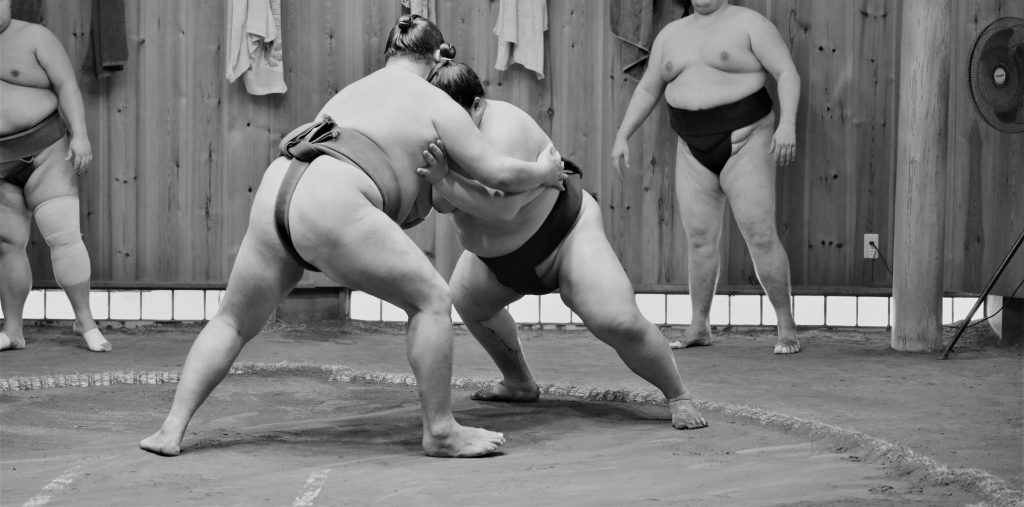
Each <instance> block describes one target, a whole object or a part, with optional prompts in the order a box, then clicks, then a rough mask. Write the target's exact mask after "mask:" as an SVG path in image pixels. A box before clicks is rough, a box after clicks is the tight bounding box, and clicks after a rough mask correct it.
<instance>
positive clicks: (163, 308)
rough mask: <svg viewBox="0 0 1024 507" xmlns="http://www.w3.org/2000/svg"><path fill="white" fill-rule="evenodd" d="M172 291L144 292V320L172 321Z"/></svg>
mask: <svg viewBox="0 0 1024 507" xmlns="http://www.w3.org/2000/svg"><path fill="white" fill-rule="evenodd" d="M173 306H174V294H173V292H172V291H142V313H141V315H142V320H144V321H170V320H171V319H172V318H173V316H174V313H173V310H174V308H173Z"/></svg>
★ ★ ★ ★ ★ ★ ★
## Work request
Repeat the records word for word and drop any pictures.

## Response area
Each <instance> block describes one target, a whole object or a part, with optional prompts in the order a box, then clicks, then a rough mask. Write the target's exact mask after "mask:" as an SVG path in image pixels. A box before clicks is rough, a box after clicks is the tight bounding box, and clicks after a rough mask correct it.
<instance>
positive clicks: (163, 308)
rough mask: <svg viewBox="0 0 1024 507" xmlns="http://www.w3.org/2000/svg"><path fill="white" fill-rule="evenodd" d="M172 291L144 292V320L172 321Z"/></svg>
mask: <svg viewBox="0 0 1024 507" xmlns="http://www.w3.org/2000/svg"><path fill="white" fill-rule="evenodd" d="M173 306H174V294H173V292H172V291H142V313H141V315H142V320H144V321H170V320H171V319H172V318H173V316H174V313H173V310H174V308H173Z"/></svg>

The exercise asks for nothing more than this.